(TASK BRIEF): Sift through the material below and return the lines with "paint".

(DATA PROVIDED):

==============================

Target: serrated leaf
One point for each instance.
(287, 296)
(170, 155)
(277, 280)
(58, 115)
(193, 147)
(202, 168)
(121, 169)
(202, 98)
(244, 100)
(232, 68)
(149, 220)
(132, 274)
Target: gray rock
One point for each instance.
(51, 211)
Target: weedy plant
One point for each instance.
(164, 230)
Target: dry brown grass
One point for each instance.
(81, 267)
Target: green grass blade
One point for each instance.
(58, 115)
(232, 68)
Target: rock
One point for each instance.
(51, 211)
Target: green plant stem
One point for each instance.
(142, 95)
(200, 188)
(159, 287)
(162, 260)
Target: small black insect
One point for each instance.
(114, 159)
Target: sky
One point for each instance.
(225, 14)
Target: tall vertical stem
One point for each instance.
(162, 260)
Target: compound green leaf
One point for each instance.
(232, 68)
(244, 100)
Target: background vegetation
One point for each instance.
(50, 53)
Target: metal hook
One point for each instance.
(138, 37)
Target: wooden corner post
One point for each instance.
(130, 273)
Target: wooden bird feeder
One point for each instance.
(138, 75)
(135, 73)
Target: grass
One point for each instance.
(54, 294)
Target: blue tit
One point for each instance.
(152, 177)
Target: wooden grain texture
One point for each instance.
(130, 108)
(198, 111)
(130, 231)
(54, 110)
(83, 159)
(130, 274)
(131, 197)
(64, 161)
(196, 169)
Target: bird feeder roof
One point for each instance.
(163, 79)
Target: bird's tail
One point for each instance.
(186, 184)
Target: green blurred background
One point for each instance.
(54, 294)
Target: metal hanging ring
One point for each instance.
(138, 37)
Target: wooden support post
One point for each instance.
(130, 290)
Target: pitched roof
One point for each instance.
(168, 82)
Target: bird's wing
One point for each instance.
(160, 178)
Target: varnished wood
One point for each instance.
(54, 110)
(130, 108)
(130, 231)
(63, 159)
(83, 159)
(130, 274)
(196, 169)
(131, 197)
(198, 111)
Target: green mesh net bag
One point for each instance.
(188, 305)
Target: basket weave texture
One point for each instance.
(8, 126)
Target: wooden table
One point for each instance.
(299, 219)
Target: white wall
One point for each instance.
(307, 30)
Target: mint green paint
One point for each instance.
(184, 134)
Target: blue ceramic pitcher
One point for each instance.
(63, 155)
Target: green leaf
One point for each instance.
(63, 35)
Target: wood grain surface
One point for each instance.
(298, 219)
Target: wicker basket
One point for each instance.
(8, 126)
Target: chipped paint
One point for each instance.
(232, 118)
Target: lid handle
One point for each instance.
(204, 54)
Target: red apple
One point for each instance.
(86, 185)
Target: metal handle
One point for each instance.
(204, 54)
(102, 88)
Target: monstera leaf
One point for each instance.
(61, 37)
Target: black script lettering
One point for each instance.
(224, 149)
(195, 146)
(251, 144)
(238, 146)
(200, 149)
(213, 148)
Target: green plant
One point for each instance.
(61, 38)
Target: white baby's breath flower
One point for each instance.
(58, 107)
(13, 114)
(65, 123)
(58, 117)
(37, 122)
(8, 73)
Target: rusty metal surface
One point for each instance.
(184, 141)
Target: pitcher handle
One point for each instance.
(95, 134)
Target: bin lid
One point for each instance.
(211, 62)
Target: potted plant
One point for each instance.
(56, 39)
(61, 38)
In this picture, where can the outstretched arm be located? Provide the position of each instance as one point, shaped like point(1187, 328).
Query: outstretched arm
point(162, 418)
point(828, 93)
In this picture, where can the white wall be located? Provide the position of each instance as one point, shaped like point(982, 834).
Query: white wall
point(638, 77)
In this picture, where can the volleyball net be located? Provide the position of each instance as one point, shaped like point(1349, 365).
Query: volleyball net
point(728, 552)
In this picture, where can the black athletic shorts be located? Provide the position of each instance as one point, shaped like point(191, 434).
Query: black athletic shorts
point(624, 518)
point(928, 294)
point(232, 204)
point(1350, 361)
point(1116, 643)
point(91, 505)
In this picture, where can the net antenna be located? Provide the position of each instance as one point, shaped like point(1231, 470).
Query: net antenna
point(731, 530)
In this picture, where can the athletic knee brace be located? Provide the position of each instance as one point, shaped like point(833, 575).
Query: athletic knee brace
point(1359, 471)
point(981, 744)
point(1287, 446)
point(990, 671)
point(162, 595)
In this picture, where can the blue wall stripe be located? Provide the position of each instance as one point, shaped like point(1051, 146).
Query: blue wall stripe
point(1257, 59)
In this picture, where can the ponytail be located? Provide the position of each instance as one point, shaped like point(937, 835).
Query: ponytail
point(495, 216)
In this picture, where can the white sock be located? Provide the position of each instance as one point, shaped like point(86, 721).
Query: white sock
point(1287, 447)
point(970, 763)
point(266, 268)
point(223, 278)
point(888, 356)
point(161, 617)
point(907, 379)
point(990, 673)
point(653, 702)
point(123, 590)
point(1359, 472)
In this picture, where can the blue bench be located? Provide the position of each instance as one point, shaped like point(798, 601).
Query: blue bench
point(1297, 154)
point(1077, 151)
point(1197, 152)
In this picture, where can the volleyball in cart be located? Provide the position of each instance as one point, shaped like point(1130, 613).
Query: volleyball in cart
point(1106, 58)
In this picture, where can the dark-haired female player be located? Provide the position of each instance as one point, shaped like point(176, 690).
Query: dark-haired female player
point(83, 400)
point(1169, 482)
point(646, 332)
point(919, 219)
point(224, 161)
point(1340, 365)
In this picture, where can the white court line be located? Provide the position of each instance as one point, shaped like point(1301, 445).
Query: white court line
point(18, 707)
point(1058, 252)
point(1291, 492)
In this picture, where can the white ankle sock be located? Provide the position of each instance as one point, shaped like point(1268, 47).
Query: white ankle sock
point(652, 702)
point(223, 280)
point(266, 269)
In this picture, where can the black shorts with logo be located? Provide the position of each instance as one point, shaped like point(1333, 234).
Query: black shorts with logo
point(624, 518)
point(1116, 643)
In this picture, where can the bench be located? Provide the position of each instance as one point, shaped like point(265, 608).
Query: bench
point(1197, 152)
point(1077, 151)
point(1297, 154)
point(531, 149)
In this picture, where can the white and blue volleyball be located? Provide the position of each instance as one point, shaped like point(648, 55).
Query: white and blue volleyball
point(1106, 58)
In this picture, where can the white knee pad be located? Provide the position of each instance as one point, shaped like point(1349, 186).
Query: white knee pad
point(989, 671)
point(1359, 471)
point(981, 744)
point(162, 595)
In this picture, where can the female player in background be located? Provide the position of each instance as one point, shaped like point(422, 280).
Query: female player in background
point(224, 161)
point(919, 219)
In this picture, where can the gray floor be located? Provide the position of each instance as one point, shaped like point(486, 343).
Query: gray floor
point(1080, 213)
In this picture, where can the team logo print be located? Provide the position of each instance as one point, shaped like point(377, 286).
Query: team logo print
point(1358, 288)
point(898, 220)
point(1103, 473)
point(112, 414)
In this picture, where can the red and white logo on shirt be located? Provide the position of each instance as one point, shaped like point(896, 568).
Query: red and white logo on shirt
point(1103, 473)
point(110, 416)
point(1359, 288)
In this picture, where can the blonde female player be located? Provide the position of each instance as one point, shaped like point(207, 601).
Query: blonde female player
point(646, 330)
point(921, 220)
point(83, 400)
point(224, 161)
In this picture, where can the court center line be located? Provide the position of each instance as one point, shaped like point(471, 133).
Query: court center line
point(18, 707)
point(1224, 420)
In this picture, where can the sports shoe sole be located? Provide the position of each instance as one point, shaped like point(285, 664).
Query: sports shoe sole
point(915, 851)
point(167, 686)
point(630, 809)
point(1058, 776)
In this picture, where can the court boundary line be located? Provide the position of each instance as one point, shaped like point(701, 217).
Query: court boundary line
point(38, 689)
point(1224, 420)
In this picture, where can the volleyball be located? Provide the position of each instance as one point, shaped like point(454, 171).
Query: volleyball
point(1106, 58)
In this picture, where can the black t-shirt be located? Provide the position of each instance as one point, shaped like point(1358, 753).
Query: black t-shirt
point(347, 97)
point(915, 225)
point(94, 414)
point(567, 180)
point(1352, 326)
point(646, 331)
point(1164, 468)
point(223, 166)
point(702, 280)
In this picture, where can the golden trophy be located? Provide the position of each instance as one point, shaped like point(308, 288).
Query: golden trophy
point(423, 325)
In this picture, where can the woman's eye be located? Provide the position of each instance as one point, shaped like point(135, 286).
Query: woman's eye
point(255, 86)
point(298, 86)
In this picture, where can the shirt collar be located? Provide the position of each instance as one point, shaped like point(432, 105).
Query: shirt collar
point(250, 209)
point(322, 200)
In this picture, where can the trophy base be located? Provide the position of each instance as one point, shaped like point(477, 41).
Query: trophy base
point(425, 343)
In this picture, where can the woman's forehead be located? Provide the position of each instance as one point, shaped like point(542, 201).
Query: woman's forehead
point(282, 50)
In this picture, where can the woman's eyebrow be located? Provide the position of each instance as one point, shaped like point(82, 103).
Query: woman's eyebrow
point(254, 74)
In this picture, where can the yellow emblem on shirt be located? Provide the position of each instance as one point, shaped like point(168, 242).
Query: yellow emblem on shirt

==============================

(TASK RESULT):
Target: mint green paint
Target: chipped paint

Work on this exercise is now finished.